▶ [Given exercise 1]:
Answer these questions using the blog post below.
(a) What does "BK" stand for?
(b) Which activities did G take part in last year?
(c) How long did each year-round swim session last?

▶ [Document passage]:
Tuesday, July 31, 2012

Deep Breaths

One day at a time, one day at a time, one day at a time.  I find myself saying these words a lot these days.

Maybe it's because I'm feeling old and am seeking a means to slow down time.  Maybe it's because I'm feeling increasingly anxious lately over the ever-growing list of things I want to do and things I need to do, and things I fear I will never get done.  (Franklin Covey and its prioritized lists be damned!!! I don't feel an endorphin rush for having checked one item off a list of 100).

Many years ago, in BK time (Before Kids), I silently ridiculed acquaintances who lived overscheduled lives, their kids in three different activities every season, who never have time to attend parties because little Johnny has a soccer game.  I still ridicule them, but I realize now how difficult it is, realistically, not to be them.

I want my children to have the opportunity to try things.  I want them to be around other kids and develop strong social skills.  But damn, that takes a lot of friggin' time!

Last year was the first time the girls were really involved in structured activities.  At seven- and eight-years-old, I figured I'd put it off for as long as I could.  M did chorus, year-round swim team, and art classes.  G did gymnastics and Indian Princesses.  So we jumped in with both feet, arms, hands, legs, what have you...  I rationalized.  Chorus was before school one day a week so no big deal.  Gymnastics and art class were both on Tuesday evening, so two birds with one stone.  Year-round swimming was two nights a week and we could pick and choose and it was only for 45 minutes.  Indian Princesses was sporadic - maybe once every two weeks at best.

▶ [Given exercise 2]: Pull out every line of the listing below that contains the string "collar", copying each one in full.

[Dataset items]
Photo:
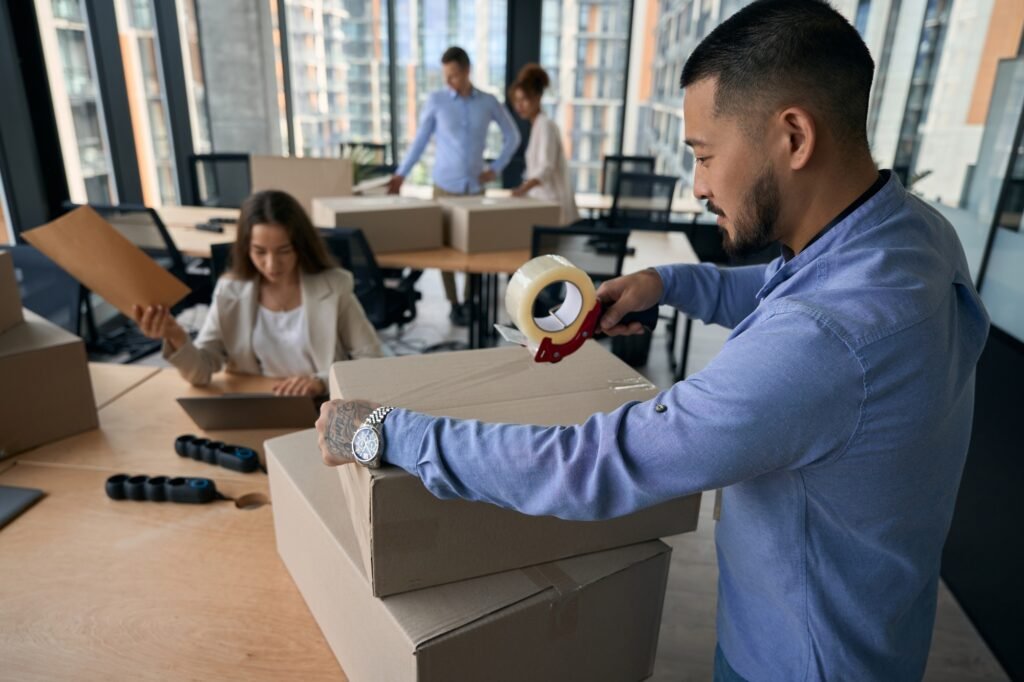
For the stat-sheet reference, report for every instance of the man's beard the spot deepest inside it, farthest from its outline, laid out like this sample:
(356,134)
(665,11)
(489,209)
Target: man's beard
(754,228)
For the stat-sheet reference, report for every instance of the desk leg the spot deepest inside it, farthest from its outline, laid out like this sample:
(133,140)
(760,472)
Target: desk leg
(476,317)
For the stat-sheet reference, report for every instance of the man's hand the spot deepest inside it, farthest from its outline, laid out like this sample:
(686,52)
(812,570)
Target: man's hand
(310,386)
(629,294)
(337,426)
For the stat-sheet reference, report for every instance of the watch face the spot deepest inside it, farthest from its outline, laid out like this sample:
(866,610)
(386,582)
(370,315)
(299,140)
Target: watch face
(366,444)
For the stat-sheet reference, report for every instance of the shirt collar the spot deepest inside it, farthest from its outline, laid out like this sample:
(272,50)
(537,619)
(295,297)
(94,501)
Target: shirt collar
(877,202)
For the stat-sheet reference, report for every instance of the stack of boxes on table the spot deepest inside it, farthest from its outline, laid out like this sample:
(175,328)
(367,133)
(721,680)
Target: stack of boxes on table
(409,587)
(45,389)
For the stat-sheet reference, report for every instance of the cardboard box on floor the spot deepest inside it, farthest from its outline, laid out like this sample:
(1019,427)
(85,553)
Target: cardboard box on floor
(409,539)
(592,617)
(47,393)
(303,177)
(390,223)
(495,223)
(10,298)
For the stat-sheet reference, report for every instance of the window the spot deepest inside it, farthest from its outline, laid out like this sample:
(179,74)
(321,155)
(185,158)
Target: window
(338,53)
(195,79)
(146,102)
(590,115)
(424,29)
(70,64)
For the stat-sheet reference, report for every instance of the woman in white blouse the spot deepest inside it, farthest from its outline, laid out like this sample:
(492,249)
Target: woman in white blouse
(547,173)
(284,310)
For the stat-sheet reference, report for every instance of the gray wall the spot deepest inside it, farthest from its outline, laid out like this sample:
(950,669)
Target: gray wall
(241,84)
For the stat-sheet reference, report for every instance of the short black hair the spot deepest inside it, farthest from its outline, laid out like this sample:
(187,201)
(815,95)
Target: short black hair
(776,53)
(456,54)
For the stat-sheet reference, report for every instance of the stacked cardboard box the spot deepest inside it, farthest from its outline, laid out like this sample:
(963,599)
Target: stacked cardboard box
(409,587)
(474,224)
(45,390)
(389,223)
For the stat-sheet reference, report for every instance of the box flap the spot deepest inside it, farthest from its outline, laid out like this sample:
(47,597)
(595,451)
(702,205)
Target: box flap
(495,203)
(424,614)
(440,383)
(34,334)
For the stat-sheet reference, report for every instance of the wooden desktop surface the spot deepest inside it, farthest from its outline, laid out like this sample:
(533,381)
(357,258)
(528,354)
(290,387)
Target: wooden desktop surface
(97,589)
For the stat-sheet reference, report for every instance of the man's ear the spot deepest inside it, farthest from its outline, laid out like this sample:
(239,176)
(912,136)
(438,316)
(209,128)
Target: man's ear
(801,135)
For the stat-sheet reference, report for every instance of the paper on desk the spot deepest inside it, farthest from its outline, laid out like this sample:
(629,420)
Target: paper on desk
(98,256)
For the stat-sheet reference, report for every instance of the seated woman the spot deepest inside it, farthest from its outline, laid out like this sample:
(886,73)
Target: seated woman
(285,309)
(547,174)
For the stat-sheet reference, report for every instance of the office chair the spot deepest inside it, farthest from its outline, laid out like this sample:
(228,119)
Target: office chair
(642,201)
(612,165)
(384,305)
(221,180)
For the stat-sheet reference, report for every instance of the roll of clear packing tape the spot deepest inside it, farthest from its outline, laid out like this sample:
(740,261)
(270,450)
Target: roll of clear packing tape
(559,325)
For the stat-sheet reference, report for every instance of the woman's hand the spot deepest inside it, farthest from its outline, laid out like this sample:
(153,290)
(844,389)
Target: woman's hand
(310,386)
(157,322)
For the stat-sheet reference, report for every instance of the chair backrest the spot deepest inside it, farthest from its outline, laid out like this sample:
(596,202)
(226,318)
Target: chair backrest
(613,164)
(220,179)
(142,226)
(596,251)
(46,289)
(642,201)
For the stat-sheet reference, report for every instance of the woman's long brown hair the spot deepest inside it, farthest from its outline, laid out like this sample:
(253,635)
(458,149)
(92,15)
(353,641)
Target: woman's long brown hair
(273,207)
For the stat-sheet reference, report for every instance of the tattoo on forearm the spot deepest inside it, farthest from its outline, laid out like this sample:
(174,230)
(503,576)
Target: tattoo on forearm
(344,422)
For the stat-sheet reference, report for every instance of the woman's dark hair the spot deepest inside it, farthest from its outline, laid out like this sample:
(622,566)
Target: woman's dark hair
(532,80)
(776,53)
(272,207)
(456,54)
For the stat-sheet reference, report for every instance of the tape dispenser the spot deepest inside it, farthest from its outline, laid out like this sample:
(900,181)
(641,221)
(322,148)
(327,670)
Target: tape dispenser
(563,328)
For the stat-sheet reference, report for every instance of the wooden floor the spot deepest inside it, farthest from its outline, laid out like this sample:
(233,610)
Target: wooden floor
(687,639)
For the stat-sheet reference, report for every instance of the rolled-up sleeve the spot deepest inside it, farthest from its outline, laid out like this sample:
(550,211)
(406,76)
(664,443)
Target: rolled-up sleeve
(785,394)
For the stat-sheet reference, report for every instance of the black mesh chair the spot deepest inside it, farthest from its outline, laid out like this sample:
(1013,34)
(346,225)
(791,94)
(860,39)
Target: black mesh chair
(46,289)
(222,180)
(384,304)
(642,201)
(612,165)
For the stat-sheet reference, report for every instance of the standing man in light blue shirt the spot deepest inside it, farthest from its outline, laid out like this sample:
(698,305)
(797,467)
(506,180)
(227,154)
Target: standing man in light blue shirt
(838,415)
(459,118)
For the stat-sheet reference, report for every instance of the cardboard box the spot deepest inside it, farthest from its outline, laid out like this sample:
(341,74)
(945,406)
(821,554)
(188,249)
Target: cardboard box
(46,391)
(303,177)
(409,539)
(10,298)
(593,617)
(390,223)
(495,223)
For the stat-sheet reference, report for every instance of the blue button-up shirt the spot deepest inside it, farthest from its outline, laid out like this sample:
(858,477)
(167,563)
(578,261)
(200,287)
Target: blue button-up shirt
(837,418)
(461,128)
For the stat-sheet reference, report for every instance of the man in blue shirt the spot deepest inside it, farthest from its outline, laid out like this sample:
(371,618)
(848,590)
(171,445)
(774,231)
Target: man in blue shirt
(837,416)
(459,117)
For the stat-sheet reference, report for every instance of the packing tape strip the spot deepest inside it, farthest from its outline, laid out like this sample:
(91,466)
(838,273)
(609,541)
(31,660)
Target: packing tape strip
(565,609)
(527,283)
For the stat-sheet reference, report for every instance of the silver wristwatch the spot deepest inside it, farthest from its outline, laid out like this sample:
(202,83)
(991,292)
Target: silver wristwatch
(368,444)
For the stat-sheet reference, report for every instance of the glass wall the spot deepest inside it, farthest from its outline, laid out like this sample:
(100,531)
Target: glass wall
(584,46)
(146,100)
(424,29)
(338,52)
(77,108)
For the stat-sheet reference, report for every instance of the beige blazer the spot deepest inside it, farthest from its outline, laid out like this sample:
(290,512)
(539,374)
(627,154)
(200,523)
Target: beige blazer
(338,328)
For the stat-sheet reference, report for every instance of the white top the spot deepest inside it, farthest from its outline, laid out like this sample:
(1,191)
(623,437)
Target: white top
(281,343)
(546,162)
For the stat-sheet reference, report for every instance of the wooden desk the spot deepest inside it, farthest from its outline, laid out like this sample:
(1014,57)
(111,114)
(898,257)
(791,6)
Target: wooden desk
(97,589)
(137,430)
(111,381)
(181,221)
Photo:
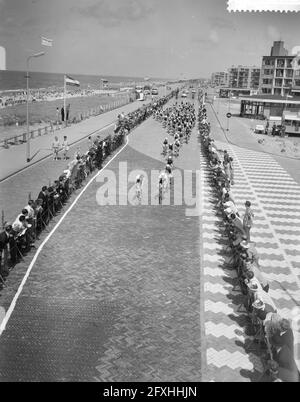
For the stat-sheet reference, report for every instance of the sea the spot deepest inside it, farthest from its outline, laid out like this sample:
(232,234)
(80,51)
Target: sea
(15,80)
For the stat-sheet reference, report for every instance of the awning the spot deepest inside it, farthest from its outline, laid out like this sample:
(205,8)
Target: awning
(275,118)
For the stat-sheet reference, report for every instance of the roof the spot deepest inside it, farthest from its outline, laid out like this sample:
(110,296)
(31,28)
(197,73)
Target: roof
(272,98)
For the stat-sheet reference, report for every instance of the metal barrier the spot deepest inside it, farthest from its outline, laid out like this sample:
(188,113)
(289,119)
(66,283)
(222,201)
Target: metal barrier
(18,244)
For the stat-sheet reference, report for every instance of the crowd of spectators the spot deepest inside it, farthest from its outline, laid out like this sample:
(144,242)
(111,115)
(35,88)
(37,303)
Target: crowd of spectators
(272,332)
(18,237)
(15,98)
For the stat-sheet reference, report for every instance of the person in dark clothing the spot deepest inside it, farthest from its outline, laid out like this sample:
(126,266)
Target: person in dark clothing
(284,336)
(99,155)
(43,195)
(68,112)
(4,241)
(285,360)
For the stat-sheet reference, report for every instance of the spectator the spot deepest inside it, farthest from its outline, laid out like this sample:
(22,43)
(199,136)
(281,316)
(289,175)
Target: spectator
(248,220)
(251,251)
(284,335)
(65,146)
(43,195)
(57,116)
(4,241)
(68,113)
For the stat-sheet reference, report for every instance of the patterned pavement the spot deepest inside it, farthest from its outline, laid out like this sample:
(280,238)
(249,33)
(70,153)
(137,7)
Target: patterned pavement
(139,293)
(275,199)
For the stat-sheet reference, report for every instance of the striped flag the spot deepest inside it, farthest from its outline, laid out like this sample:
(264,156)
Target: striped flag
(47,42)
(71,81)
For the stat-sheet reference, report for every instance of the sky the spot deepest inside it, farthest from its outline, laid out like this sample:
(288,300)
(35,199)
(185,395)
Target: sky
(153,38)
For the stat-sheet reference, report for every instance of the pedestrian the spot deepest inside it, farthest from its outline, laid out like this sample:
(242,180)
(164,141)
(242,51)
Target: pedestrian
(248,219)
(68,113)
(57,116)
(65,146)
(55,148)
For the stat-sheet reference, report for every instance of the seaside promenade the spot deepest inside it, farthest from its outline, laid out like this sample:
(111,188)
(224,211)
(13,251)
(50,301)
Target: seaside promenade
(114,293)
(143,292)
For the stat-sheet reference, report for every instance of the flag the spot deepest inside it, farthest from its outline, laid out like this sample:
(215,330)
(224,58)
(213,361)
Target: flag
(47,42)
(70,81)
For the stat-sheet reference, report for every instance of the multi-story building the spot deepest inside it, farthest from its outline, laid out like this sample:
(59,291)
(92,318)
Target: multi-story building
(219,78)
(278,75)
(244,77)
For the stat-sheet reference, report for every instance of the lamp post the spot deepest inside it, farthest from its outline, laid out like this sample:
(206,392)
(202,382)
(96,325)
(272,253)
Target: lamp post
(27,103)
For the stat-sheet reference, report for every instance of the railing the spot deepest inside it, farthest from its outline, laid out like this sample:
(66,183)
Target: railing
(53,126)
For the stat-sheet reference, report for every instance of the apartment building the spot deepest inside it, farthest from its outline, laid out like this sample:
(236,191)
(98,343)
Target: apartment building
(244,77)
(278,75)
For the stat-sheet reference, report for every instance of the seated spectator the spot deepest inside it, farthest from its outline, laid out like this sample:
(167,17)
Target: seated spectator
(285,359)
(4,241)
(258,275)
(262,309)
(250,250)
(284,335)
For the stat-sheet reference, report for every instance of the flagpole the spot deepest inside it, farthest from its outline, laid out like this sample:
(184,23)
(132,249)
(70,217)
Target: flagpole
(65,94)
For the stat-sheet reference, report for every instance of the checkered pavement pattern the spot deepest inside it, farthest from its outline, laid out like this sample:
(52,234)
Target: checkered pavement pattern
(275,199)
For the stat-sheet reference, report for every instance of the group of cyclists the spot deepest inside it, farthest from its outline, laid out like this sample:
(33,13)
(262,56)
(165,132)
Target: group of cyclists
(179,120)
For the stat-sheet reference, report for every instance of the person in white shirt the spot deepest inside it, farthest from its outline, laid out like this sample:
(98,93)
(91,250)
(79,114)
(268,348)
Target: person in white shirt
(30,210)
(55,148)
(19,224)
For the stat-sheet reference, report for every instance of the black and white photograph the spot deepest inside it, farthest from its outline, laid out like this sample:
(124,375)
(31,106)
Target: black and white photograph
(149,194)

▶ [Task solution 1]:
(a) Before Kids
(b) Gymnastics and Indian Princesses
(c) 45 minutes

▶ [Task solution 2]:
For the stat-sheet reference, report for every instance of the shirt collar the spot deepest inside it, farthest from its outline, laid out like this sample:
Target: shirt collar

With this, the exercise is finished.